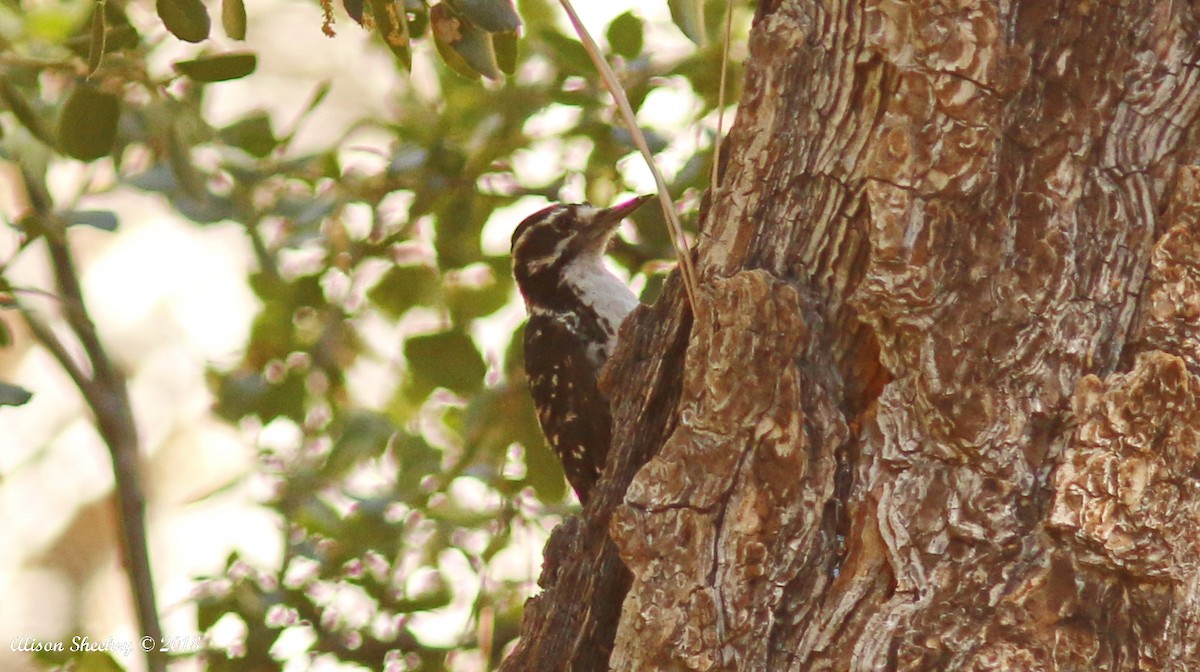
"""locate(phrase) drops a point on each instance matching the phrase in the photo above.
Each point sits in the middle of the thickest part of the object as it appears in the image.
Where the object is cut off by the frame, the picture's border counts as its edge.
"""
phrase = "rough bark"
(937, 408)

==============================

Work to complete: Copy the data exactly. Pictures do not belong in the copy.

Task result:
"""locate(phrase) drops a point on each instance matching the phrase in the photo above.
Each point sits in the middle of the thickest part of the object as it appears in the image.
Where the object is cut off by the frame, the picture's border counts as its edge.
"""
phrase = "rough bark"
(937, 408)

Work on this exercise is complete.